Task goal: Show all lines of the entries in which the word "grey" is found.

───── Records provided

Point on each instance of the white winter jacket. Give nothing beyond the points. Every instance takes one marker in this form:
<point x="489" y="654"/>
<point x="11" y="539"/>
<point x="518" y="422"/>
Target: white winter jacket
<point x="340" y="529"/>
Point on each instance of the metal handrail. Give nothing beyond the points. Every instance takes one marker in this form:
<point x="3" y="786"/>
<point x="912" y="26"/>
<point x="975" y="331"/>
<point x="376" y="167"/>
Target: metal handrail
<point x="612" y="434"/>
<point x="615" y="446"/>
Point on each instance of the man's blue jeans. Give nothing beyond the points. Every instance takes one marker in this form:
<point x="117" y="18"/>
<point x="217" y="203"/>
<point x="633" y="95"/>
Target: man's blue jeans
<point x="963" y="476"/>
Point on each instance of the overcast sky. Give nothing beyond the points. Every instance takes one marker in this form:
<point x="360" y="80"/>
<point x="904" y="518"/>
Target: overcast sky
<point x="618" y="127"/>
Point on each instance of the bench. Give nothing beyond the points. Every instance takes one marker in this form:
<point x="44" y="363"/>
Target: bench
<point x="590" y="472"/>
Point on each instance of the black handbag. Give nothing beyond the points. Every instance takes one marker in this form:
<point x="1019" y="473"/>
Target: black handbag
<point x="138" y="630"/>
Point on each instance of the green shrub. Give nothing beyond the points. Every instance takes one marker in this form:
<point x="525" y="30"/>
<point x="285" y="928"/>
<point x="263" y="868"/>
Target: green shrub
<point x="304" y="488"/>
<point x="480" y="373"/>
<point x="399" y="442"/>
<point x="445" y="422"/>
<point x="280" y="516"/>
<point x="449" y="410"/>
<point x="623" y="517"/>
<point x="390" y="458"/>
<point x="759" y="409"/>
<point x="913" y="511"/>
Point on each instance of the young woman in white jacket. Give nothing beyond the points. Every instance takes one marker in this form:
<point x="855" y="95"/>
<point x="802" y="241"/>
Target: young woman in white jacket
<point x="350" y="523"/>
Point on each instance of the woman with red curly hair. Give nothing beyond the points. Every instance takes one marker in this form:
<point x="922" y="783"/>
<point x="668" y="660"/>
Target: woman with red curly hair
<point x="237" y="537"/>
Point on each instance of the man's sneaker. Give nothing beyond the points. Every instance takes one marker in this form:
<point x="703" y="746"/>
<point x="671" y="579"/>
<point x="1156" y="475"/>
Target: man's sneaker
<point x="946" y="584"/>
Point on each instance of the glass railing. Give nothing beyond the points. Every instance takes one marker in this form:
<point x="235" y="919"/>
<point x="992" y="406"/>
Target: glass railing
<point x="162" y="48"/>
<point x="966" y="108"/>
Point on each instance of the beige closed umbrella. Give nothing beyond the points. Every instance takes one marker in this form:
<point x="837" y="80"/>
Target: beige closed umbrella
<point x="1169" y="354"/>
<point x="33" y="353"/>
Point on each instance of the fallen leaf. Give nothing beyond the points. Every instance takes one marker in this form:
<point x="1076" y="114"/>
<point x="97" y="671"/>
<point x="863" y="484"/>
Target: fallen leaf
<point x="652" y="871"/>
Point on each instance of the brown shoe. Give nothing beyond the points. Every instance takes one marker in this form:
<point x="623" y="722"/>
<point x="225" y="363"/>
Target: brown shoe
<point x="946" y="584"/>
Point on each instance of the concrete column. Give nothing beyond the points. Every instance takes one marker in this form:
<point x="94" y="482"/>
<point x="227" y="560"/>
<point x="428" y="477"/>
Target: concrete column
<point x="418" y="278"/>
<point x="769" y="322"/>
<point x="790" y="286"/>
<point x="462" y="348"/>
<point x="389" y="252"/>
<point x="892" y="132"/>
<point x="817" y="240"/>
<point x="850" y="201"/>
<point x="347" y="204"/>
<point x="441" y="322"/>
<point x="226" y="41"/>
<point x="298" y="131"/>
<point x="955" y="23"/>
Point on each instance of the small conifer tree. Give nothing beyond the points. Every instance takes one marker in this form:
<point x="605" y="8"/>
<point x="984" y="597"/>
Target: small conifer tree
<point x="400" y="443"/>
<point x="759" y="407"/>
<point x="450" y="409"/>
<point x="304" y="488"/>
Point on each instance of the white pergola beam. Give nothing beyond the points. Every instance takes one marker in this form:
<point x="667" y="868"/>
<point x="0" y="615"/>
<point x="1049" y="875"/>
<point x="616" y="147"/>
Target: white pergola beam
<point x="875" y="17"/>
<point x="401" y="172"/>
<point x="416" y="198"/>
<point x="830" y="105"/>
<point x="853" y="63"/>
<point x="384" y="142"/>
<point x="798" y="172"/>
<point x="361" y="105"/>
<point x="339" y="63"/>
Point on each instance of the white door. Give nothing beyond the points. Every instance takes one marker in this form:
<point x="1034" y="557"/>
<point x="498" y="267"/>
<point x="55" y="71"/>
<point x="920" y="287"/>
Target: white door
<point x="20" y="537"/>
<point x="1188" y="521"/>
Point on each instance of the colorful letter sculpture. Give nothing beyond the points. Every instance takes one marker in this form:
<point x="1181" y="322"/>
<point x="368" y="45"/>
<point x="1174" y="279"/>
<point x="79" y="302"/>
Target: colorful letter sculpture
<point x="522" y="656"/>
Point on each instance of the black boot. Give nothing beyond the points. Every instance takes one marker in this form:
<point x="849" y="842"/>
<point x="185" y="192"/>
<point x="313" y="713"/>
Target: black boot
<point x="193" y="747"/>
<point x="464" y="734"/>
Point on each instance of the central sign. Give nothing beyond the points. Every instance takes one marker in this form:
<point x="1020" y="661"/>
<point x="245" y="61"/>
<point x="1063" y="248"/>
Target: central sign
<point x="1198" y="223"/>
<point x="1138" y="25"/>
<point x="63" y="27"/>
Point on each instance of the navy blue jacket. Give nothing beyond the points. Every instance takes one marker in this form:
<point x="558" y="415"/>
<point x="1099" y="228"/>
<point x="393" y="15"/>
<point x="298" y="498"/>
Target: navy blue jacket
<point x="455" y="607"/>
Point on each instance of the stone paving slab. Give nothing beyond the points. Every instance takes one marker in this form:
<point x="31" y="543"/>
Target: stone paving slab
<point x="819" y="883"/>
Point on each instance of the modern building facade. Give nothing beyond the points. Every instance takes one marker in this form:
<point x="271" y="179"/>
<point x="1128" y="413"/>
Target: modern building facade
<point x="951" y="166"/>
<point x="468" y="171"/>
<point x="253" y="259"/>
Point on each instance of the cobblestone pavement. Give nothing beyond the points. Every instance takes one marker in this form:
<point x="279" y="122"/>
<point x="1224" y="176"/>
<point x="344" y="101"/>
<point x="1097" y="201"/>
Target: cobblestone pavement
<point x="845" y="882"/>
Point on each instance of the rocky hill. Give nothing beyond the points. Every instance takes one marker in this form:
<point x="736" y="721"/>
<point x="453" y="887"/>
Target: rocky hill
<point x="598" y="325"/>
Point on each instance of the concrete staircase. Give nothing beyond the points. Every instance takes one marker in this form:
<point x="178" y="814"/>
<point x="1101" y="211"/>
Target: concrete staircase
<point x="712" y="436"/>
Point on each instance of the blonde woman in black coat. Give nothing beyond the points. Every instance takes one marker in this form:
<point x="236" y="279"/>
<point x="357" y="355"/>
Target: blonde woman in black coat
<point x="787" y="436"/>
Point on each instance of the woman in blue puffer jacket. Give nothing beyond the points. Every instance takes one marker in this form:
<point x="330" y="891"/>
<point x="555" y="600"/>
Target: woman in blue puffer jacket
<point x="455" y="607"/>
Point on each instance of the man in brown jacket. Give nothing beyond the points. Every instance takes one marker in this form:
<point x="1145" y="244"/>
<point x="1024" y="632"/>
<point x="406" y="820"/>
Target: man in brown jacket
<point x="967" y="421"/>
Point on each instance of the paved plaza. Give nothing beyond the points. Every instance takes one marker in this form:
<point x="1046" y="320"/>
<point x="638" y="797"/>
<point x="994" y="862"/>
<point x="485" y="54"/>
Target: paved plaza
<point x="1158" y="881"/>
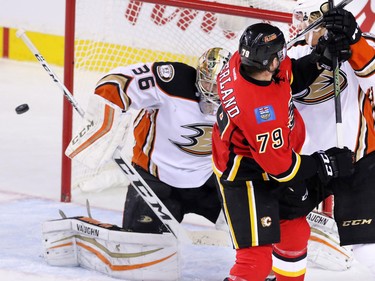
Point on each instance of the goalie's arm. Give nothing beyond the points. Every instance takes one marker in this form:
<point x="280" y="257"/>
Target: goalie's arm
<point x="106" y="122"/>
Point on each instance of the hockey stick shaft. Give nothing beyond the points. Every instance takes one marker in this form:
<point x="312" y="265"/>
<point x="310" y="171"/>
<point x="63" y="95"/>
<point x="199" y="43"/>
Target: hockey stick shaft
<point x="135" y="179"/>
<point x="314" y="25"/>
<point x="21" y="34"/>
<point x="337" y="90"/>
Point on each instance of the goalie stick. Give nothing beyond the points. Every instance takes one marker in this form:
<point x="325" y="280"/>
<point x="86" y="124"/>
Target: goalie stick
<point x="135" y="179"/>
<point x="337" y="91"/>
<point x="312" y="26"/>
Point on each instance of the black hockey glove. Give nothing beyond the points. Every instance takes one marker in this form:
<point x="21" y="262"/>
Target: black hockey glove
<point x="333" y="163"/>
<point x="340" y="21"/>
<point x="321" y="54"/>
<point x="340" y="47"/>
<point x="329" y="45"/>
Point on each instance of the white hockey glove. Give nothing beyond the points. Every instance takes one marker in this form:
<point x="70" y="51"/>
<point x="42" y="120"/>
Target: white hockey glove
<point x="102" y="131"/>
<point x="324" y="250"/>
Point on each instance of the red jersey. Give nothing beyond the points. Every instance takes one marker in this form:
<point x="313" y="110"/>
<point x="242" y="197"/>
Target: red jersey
<point x="258" y="130"/>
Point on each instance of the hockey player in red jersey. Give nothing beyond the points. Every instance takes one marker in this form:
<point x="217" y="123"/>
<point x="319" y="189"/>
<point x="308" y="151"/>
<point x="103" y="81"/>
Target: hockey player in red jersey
<point x="172" y="131"/>
<point x="353" y="198"/>
<point x="255" y="145"/>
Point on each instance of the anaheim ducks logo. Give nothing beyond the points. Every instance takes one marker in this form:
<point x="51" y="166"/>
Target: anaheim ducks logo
<point x="322" y="88"/>
<point x="199" y="143"/>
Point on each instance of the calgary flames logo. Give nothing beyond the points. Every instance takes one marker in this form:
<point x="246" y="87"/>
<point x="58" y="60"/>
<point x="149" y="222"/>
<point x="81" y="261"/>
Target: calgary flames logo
<point x="321" y="89"/>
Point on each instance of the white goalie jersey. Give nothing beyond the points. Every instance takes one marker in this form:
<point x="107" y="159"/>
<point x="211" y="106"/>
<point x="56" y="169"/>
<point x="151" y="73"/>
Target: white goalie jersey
<point x="317" y="106"/>
<point x="172" y="136"/>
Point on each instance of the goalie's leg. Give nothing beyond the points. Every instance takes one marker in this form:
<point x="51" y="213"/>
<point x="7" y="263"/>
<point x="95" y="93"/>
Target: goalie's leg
<point x="290" y="255"/>
<point x="138" y="216"/>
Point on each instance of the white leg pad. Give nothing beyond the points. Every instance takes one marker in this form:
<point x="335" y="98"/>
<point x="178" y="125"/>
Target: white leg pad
<point x="110" y="250"/>
<point x="324" y="248"/>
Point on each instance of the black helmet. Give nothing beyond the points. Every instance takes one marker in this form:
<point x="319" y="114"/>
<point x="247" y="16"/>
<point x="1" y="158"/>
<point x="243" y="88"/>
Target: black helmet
<point x="260" y="44"/>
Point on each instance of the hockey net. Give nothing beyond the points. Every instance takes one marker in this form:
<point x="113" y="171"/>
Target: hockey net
<point x="115" y="33"/>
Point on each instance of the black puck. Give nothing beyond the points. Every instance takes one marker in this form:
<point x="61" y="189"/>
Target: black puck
<point x="22" y="108"/>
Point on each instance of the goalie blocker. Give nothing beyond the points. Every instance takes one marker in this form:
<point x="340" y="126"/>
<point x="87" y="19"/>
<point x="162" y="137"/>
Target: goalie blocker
<point x="107" y="248"/>
<point x="324" y="248"/>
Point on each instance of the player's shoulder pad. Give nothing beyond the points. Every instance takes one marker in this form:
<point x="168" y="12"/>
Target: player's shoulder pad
<point x="298" y="43"/>
<point x="176" y="79"/>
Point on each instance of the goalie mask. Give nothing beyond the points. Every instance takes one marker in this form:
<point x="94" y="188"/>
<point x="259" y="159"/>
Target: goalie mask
<point x="308" y="11"/>
<point x="209" y="66"/>
<point x="260" y="44"/>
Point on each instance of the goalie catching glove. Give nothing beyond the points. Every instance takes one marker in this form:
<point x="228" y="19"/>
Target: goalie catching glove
<point x="102" y="131"/>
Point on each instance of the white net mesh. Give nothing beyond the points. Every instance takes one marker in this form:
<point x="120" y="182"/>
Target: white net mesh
<point x="117" y="32"/>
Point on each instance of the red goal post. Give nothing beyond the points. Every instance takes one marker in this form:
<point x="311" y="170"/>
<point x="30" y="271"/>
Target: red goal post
<point x="101" y="35"/>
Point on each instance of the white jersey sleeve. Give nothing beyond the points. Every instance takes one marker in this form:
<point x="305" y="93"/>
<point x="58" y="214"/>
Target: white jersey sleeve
<point x="317" y="106"/>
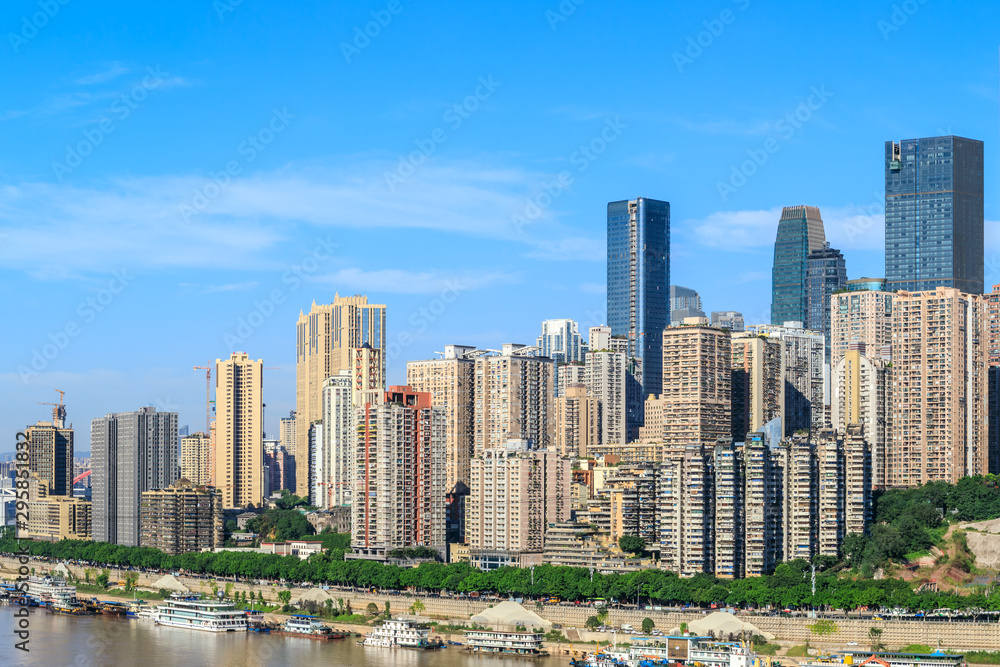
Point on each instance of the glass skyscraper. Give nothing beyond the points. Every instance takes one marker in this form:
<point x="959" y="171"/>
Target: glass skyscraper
<point x="826" y="273"/>
<point x="800" y="232"/>
<point x="639" y="282"/>
<point x="934" y="214"/>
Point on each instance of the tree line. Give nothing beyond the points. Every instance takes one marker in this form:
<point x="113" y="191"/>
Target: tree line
<point x="789" y="586"/>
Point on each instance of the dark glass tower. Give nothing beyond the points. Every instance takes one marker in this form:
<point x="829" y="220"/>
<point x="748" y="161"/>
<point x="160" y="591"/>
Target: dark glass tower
<point x="800" y="232"/>
<point x="638" y="284"/>
<point x="934" y="214"/>
<point x="826" y="273"/>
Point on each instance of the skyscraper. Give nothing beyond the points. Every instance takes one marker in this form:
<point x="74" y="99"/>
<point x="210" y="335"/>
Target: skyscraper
<point x="239" y="430"/>
<point x="561" y="341"/>
<point x="131" y="452"/>
<point x="326" y="337"/>
<point x="399" y="475"/>
<point x="638" y="282"/>
<point x="800" y="232"/>
<point x="826" y="273"/>
<point x="939" y="387"/>
<point x="934" y="214"/>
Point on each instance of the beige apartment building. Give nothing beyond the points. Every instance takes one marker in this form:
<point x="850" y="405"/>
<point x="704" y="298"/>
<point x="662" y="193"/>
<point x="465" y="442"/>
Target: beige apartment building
<point x="513" y="399"/>
<point x="516" y="491"/>
<point x="451" y="383"/>
<point x="758" y="387"/>
<point x="860" y="317"/>
<point x="862" y="395"/>
<point x="197" y="458"/>
<point x="939" y="387"/>
<point x="578" y="421"/>
<point x="239" y="430"/>
<point x="325" y="339"/>
<point x="697" y="391"/>
<point x="181" y="518"/>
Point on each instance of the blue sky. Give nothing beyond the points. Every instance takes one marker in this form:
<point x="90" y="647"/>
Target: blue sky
<point x="178" y="181"/>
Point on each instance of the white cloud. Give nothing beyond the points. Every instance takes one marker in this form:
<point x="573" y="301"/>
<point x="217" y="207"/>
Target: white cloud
<point x="138" y="221"/>
<point x="398" y="281"/>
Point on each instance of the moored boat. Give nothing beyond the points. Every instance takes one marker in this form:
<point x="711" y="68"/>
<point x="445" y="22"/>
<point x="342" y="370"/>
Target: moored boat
<point x="309" y="627"/>
<point x="400" y="633"/>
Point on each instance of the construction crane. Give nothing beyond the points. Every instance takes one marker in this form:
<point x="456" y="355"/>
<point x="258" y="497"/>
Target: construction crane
<point x="58" y="411"/>
<point x="208" y="397"/>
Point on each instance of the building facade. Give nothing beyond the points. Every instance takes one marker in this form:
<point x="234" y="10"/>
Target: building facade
<point x="325" y="339"/>
<point x="800" y="232"/>
<point x="517" y="491"/>
<point x="638" y="282"/>
<point x="399" y="480"/>
<point x="131" y="452"/>
<point x="939" y="387"/>
<point x="934" y="214"/>
<point x="181" y="518"/>
<point x="239" y="430"/>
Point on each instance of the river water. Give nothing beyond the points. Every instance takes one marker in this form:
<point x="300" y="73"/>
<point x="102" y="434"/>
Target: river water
<point x="56" y="640"/>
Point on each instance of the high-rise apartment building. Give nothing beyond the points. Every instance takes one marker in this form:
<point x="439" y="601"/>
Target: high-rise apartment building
<point x="939" y="387"/>
<point x="800" y="232"/>
<point x="578" y="421"/>
<point x="50" y="453"/>
<point x="606" y="377"/>
<point x="517" y="491"/>
<point x="399" y="478"/>
<point x="327" y="336"/>
<point x="862" y="396"/>
<point x="561" y="341"/>
<point x="697" y="390"/>
<point x="196" y="458"/>
<point x="686" y="518"/>
<point x="513" y="399"/>
<point x="728" y="319"/>
<point x="181" y="518"/>
<point x="804" y="371"/>
<point x="239" y="430"/>
<point x="826" y="273"/>
<point x="860" y="317"/>
<point x="758" y="386"/>
<point x="638" y="282"/>
<point x="131" y="452"/>
<point x="934" y="214"/>
<point x="336" y="457"/>
<point x="684" y="302"/>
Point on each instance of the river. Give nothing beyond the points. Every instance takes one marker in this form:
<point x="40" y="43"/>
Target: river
<point x="56" y="640"/>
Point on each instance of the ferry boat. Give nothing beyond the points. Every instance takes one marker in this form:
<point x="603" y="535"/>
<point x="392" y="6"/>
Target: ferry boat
<point x="510" y="643"/>
<point x="400" y="633"/>
<point x="205" y="615"/>
<point x="309" y="627"/>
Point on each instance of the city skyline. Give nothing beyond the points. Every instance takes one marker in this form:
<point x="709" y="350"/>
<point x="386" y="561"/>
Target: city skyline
<point x="234" y="267"/>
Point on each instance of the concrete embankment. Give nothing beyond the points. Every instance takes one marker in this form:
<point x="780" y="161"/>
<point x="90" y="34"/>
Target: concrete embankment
<point x="947" y="635"/>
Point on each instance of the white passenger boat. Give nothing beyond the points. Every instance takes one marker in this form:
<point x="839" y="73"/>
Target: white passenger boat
<point x="206" y="615"/>
<point x="399" y="633"/>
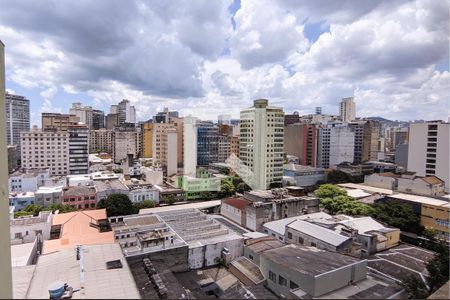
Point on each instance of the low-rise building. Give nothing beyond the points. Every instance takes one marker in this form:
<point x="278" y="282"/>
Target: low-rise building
<point x="68" y="230"/>
<point x="260" y="207"/>
<point x="25" y="229"/>
<point x="298" y="272"/>
<point x="304" y="176"/>
<point x="27" y="181"/>
<point x="147" y="235"/>
<point x="407" y="183"/>
<point x="80" y="197"/>
<point x="48" y="195"/>
<point x="21" y="200"/>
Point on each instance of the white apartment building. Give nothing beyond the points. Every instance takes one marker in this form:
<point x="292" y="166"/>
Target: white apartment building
<point x="335" y="144"/>
<point x="85" y="113"/>
<point x="190" y="146"/>
<point x="29" y="181"/>
<point x="78" y="149"/>
<point x="46" y="149"/>
<point x="125" y="141"/>
<point x="428" y="151"/>
<point x="100" y="140"/>
<point x="262" y="143"/>
<point x="347" y="109"/>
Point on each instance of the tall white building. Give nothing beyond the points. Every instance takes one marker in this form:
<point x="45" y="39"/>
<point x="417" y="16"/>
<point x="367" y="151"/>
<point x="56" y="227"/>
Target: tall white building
<point x="262" y="143"/>
<point x="347" y="109"/>
<point x="46" y="149"/>
<point x="85" y="113"/>
<point x="428" y="150"/>
<point x="190" y="146"/>
<point x="335" y="145"/>
<point x="78" y="149"/>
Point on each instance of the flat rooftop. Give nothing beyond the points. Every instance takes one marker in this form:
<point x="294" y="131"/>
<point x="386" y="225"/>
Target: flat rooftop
<point x="279" y="226"/>
<point x="366" y="188"/>
<point x="308" y="260"/>
<point x="196" y="205"/>
<point x="98" y="281"/>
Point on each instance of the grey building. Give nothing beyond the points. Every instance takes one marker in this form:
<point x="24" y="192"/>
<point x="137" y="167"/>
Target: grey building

──────────

Written response:
Point on each instance of the grey building. Give nothing beyond the points. Every instance takes one marker in this form:
Target: grey building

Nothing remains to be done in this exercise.